[EXERCISE MATERIAL]:

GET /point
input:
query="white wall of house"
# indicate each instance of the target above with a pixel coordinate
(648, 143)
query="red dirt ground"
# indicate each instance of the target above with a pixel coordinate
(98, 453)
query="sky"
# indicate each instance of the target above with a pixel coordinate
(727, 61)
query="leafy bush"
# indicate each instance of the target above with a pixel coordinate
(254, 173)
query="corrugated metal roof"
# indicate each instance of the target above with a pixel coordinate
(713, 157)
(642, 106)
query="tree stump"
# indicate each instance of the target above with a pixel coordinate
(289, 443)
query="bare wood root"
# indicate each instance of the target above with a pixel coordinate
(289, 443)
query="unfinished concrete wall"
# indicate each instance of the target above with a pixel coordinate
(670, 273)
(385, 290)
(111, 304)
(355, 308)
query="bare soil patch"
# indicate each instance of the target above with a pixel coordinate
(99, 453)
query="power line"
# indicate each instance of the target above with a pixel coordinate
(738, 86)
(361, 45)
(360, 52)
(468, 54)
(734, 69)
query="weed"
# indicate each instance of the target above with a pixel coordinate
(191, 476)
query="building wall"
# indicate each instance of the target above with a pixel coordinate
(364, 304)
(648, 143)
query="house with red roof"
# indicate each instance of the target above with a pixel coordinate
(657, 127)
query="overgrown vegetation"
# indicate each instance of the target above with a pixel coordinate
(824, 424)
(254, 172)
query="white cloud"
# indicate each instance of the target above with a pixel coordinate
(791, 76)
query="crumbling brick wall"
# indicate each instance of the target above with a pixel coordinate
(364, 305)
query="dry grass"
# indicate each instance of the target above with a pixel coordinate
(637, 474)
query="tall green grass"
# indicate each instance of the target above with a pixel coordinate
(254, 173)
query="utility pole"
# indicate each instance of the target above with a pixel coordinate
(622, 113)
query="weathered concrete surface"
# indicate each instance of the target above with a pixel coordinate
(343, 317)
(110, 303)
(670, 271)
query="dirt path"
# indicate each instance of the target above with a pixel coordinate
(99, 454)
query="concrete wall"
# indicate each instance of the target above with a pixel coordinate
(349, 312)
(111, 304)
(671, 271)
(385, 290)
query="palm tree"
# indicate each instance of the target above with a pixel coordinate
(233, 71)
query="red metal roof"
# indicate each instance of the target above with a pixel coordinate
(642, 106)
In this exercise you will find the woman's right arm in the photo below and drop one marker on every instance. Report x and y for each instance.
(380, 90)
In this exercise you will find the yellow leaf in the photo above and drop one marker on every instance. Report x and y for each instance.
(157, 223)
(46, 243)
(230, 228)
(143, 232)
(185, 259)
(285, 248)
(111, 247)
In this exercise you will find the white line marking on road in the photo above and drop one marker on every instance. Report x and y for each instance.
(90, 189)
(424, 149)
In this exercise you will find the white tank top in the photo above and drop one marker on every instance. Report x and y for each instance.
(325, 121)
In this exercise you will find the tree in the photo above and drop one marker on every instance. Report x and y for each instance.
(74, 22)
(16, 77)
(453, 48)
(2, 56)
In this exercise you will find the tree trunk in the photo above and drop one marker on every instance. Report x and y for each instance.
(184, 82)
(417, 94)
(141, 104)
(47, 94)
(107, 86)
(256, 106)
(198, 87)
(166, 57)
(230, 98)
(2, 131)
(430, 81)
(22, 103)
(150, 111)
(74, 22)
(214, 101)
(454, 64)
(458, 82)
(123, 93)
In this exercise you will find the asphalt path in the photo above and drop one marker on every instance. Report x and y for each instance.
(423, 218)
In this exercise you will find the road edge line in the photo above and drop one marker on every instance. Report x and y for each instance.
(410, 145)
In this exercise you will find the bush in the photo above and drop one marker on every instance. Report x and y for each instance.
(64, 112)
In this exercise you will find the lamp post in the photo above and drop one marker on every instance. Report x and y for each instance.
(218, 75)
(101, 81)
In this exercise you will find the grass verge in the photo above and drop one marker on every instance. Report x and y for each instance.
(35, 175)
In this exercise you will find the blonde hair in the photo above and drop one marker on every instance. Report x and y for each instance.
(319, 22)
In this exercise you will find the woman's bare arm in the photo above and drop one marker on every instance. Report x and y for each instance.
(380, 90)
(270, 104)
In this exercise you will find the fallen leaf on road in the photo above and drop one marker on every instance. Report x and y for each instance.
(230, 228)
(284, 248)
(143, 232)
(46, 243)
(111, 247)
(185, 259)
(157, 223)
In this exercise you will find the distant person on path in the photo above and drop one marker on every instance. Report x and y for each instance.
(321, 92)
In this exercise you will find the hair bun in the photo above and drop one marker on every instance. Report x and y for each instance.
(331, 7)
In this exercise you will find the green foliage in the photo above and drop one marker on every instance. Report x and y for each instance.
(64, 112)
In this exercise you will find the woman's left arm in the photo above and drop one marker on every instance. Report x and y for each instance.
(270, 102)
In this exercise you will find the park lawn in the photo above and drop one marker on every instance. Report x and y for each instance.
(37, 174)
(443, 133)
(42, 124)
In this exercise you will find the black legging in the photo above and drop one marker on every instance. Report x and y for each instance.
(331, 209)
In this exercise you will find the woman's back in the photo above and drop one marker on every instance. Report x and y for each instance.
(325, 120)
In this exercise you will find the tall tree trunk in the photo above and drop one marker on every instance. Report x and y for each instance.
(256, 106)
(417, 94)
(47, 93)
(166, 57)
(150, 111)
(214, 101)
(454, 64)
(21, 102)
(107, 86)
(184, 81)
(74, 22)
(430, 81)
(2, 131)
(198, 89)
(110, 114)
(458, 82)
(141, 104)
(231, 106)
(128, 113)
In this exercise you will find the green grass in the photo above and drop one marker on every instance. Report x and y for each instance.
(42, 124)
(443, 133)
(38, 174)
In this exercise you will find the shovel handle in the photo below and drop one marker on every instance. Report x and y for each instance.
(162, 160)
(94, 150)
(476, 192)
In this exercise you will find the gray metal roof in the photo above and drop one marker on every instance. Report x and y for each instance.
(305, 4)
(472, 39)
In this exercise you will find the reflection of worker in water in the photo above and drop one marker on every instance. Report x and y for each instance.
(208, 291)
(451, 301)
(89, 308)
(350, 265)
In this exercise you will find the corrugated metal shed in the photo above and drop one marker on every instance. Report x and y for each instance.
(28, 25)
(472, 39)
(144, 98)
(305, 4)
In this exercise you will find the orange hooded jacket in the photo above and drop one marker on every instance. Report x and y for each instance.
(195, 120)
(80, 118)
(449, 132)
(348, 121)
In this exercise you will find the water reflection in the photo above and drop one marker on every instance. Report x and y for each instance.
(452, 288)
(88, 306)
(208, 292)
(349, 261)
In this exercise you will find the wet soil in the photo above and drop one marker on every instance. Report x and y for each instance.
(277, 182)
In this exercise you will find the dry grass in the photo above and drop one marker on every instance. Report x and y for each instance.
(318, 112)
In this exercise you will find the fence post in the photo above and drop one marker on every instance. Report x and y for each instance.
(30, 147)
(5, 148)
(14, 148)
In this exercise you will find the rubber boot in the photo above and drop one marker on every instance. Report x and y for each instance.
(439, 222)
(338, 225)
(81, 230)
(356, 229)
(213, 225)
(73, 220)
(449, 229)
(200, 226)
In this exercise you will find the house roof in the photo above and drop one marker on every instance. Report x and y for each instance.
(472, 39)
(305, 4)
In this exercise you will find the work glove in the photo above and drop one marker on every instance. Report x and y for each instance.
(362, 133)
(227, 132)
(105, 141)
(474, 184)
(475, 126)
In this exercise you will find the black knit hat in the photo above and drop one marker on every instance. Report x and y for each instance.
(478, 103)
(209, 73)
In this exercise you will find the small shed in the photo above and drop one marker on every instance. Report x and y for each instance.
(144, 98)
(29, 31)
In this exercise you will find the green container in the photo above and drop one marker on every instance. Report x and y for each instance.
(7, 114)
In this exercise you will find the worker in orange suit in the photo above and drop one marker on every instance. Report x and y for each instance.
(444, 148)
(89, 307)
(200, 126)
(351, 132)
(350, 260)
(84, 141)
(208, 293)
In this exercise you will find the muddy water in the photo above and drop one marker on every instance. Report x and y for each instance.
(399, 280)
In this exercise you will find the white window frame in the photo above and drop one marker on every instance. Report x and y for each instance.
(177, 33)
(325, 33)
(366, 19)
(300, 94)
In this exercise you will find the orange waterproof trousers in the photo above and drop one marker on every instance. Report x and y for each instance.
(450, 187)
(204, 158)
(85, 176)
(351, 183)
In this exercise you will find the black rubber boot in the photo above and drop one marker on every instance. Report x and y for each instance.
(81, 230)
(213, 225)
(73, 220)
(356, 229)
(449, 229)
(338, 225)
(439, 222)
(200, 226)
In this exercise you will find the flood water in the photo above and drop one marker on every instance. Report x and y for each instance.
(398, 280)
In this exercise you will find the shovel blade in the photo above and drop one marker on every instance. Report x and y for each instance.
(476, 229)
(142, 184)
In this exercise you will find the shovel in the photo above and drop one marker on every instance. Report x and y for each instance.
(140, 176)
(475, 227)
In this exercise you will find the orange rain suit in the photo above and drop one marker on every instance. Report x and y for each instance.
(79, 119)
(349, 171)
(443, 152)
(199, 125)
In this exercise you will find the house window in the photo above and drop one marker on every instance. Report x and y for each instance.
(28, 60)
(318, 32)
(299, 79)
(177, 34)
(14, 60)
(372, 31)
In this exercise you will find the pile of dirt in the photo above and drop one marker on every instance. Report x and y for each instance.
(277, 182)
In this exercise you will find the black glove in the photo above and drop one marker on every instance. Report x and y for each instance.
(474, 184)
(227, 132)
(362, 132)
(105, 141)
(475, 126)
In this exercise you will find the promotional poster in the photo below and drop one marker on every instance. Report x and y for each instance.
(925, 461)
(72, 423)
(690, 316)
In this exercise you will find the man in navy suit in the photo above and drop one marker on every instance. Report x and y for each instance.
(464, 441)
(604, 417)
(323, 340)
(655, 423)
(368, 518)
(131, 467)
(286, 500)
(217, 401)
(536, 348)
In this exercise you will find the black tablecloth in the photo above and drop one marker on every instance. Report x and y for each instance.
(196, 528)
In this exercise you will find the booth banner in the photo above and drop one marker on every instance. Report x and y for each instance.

[YOUR ASSIGNMENT]: Among the lines of the data, identify those with the word "wall". Copy each of them.

[WRITTEN SOLUTION]:
query="white wall of house"
query="unfinished concrete wall"
query="building wall"
query="crumbling brick wall"
query="concrete wall"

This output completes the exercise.